Exercise requirements: Return every line of the material exactly.
⟨
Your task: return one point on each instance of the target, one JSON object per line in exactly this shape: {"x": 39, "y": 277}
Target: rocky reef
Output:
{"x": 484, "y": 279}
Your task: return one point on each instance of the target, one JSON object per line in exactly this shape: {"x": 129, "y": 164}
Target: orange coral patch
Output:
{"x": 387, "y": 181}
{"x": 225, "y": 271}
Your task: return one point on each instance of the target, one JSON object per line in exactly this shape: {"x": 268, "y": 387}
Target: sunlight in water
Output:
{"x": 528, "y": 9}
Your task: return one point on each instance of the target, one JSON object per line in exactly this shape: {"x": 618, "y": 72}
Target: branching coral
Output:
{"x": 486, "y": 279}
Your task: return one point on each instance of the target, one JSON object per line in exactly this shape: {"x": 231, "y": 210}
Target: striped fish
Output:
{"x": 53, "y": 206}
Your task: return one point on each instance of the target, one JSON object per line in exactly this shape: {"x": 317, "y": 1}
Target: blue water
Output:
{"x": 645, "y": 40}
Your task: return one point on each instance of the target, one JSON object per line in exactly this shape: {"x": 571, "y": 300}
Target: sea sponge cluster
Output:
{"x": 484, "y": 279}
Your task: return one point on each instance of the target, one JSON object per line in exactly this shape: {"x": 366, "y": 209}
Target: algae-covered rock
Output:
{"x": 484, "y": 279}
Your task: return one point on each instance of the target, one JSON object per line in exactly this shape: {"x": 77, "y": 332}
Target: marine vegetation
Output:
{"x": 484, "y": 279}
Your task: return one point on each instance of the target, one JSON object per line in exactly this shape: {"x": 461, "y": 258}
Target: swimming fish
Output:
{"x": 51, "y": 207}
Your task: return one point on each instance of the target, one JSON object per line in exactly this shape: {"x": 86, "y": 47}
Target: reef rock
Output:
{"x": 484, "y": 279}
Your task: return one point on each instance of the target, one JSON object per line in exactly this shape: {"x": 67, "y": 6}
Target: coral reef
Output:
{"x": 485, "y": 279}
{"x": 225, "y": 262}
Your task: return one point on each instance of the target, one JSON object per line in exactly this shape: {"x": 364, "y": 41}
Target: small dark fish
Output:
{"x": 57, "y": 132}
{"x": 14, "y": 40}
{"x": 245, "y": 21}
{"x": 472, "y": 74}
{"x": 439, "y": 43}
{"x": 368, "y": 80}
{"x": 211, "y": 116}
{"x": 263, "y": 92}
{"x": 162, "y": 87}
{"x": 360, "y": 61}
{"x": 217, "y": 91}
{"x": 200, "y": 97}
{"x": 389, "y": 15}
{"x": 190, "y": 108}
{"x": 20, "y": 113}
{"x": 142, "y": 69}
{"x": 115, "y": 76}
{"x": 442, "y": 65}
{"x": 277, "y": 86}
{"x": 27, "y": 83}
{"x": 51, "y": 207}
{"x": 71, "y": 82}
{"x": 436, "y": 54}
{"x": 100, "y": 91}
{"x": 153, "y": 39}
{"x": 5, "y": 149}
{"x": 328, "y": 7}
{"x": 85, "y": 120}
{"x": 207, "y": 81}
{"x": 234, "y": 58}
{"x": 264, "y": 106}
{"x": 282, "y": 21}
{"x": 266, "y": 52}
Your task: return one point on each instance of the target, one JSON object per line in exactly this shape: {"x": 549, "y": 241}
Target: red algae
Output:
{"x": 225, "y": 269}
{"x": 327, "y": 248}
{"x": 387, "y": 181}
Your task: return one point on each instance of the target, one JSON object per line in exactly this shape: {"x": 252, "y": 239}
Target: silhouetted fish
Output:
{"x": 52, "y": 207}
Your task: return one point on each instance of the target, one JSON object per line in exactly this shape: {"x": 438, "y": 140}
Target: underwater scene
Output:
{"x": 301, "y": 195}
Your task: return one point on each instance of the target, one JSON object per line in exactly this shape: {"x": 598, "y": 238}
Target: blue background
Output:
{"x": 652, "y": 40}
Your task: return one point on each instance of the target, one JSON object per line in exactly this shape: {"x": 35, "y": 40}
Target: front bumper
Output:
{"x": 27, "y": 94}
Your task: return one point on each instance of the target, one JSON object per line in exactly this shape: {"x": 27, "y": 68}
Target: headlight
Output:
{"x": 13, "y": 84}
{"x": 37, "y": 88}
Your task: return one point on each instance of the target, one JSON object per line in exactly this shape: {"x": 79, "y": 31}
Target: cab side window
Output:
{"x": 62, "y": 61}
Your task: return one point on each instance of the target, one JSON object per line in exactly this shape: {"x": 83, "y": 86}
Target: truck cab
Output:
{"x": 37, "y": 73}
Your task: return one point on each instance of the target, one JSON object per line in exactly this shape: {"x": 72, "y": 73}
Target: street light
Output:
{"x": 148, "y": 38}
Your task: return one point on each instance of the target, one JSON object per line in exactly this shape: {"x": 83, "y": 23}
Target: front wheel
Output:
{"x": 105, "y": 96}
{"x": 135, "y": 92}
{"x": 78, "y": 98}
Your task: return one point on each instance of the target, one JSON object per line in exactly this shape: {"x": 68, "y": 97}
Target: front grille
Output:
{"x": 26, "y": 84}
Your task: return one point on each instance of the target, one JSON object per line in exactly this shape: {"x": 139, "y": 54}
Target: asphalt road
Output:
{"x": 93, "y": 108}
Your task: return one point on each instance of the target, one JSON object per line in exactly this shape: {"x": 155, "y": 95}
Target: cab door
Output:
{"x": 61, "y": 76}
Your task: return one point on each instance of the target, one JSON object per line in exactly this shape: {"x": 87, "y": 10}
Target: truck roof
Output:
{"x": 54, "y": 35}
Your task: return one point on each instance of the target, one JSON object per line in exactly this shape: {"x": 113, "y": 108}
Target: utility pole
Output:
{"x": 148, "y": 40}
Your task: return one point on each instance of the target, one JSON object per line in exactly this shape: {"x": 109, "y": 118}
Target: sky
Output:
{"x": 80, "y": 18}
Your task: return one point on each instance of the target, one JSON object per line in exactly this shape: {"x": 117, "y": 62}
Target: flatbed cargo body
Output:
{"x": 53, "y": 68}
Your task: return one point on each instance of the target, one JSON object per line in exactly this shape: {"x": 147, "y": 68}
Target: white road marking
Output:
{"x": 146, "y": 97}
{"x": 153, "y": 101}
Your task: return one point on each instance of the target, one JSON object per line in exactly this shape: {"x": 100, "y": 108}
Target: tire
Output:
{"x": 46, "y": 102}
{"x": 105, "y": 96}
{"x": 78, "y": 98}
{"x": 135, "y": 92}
⟩
Correct response:
Your task: return one point on each instance of the target, one JSON object per line in exactly this shape: {"x": 39, "y": 277}
Target: rocky reef
Output:
{"x": 484, "y": 279}
Your task: return one point on each instance of the target, one JSON object per line in exactly this shape: {"x": 129, "y": 164}
Target: orange coral patch
Output:
{"x": 387, "y": 181}
{"x": 225, "y": 271}
Your task: return one point on each instance of the target, one JSON object per line in exactly this shape: {"x": 268, "y": 387}
Target: sunlight in water
Output:
{"x": 528, "y": 9}
Your task: return one point on each instance of the target, one JSON object per line in exactly this shape: {"x": 618, "y": 72}
Target: branching coral
Output:
{"x": 486, "y": 279}
Your task: return one point on each instance of the target, one JSON object per line in exactly this shape: {"x": 231, "y": 210}
Target: striped fish
Output:
{"x": 53, "y": 206}
Your task: return one point on each instance of the target, one JSON object per line in exactly this shape: {"x": 317, "y": 1}
Target: blue water
Output:
{"x": 645, "y": 40}
Your task: return one point on each instance of the target, one JSON object per line in exactly this shape: {"x": 571, "y": 300}
Target: sea sponge cluster
Output:
{"x": 484, "y": 279}
Your task: return one point on each instance of the target, one JSON object per line in exactly this shape: {"x": 366, "y": 209}
Target: algae-covered rock
Output:
{"x": 484, "y": 279}
Your task: return one point on each instance of the target, one JSON object per line in exactly this shape: {"x": 77, "y": 332}
Target: marine vegetation
Output:
{"x": 484, "y": 279}
Your task: return one point on each instance of the target, one JSON object per line in exactly this shape: {"x": 461, "y": 258}
Target: swimming fish
Output:
{"x": 51, "y": 207}
Your task: return one point on each instance of the target, one JSON object per line in exactly this shape: {"x": 86, "y": 47}
Target: reef rock
Output:
{"x": 484, "y": 279}
Your task: return one point on each instance of the target, one JSON object per line in exactly this shape: {"x": 67, "y": 6}
Target: coral reef
Output:
{"x": 485, "y": 279}
{"x": 225, "y": 262}
Your task: return one point on each instance of the target, one JSON object per line in exactly this shape: {"x": 364, "y": 41}
Target: small dark fish
Output:
{"x": 57, "y": 132}
{"x": 14, "y": 40}
{"x": 245, "y": 21}
{"x": 472, "y": 74}
{"x": 439, "y": 43}
{"x": 368, "y": 80}
{"x": 211, "y": 116}
{"x": 263, "y": 92}
{"x": 162, "y": 87}
{"x": 360, "y": 61}
{"x": 217, "y": 91}
{"x": 200, "y": 97}
{"x": 389, "y": 15}
{"x": 190, "y": 108}
{"x": 20, "y": 113}
{"x": 142, "y": 69}
{"x": 115, "y": 76}
{"x": 442, "y": 65}
{"x": 277, "y": 86}
{"x": 27, "y": 83}
{"x": 51, "y": 207}
{"x": 71, "y": 82}
{"x": 436, "y": 54}
{"x": 100, "y": 91}
{"x": 153, "y": 39}
{"x": 5, "y": 149}
{"x": 328, "y": 7}
{"x": 85, "y": 120}
{"x": 207, "y": 81}
{"x": 234, "y": 58}
{"x": 264, "y": 106}
{"x": 282, "y": 21}
{"x": 266, "y": 52}
Your task: return one point on each instance of the target, one JSON object per line in exactly this shape: {"x": 549, "y": 241}
Target: red algae
Output:
{"x": 225, "y": 269}
{"x": 327, "y": 248}
{"x": 387, "y": 181}
Your task: return one point on each instance of the target, one JSON object per line in exactly this shape: {"x": 252, "y": 239}
Target: silhouetted fish
Output:
{"x": 52, "y": 207}
Your task: return one point on each instance of the target, one JSON object per line in exactly this shape: {"x": 438, "y": 140}
Target: underwater scene
Output:
{"x": 301, "y": 195}
Your task: return one point on each instance of the target, one JSON object per line in exactly this shape: {"x": 598, "y": 238}
Target: blue background
Output:
{"x": 652, "y": 40}
Your task: return one point on each instance of the target, one JSON object per line in exactly this shape: {"x": 35, "y": 40}
Target: front bumper
Output:
{"x": 27, "y": 94}
Your task: return one point on each instance of the target, one JSON object per line in exactly this shape: {"x": 27, "y": 68}
Target: headlight
Output:
{"x": 13, "y": 84}
{"x": 37, "y": 88}
Your task: return one point on each instance of the target, one JSON object per line in exactly this shape: {"x": 79, "y": 31}
Target: cab side window
Output:
{"x": 62, "y": 61}
Your task: return one point on each instance of the target, one JSON object per line in exactly this shape: {"x": 83, "y": 86}
Target: truck cab
Output:
{"x": 37, "y": 73}
Your task: return one point on each instance of the target, one JSON object per line in exactly this shape: {"x": 72, "y": 73}
Target: street light
Output:
{"x": 148, "y": 38}
Your task: return one point on each instance of the target, one JSON object per line in exactly this shape: {"x": 83, "y": 23}
Target: front wheel
Output:
{"x": 105, "y": 96}
{"x": 135, "y": 92}
{"x": 78, "y": 98}
Your task: return one point on each instance of the target, one JSON object per line in exactly this shape: {"x": 68, "y": 97}
Target: front grille
Output:
{"x": 26, "y": 84}
Your task: return one point on each instance of the target, one JSON object per line in exactly this shape: {"x": 139, "y": 54}
Target: asphalt road
Output:
{"x": 93, "y": 108}
Your task: return one point on each instance of the target, one JSON object per line in exactly this shape: {"x": 155, "y": 95}
Target: cab door
Output:
{"x": 61, "y": 76}
Your task: return one point on each instance of the target, one JSON object per line in exactly this shape: {"x": 87, "y": 10}
Target: truck roof
Output:
{"x": 54, "y": 35}
Your task: return one point on each instance of the target, one JSON object per line in exactly this shape: {"x": 113, "y": 108}
Target: utility pole
Output:
{"x": 148, "y": 40}
Your task: return one point on each instance of the target, one JSON object per line in exactly this shape: {"x": 109, "y": 118}
Target: sky
Output:
{"x": 80, "y": 18}
Your task: return one point on each instance of the target, one JSON object per line in exactly this shape: {"x": 117, "y": 62}
Target: flatbed cargo body
Output:
{"x": 53, "y": 68}
Your task: return one point on each instance of the target, one JSON object per line in exactly this shape: {"x": 147, "y": 68}
Target: white road marking
Output:
{"x": 146, "y": 97}
{"x": 153, "y": 101}
Your task: return one point on each instance of the target, one JSON object per line in exactly this shape: {"x": 100, "y": 108}
Target: tire
Output:
{"x": 46, "y": 102}
{"x": 105, "y": 96}
{"x": 78, "y": 98}
{"x": 135, "y": 92}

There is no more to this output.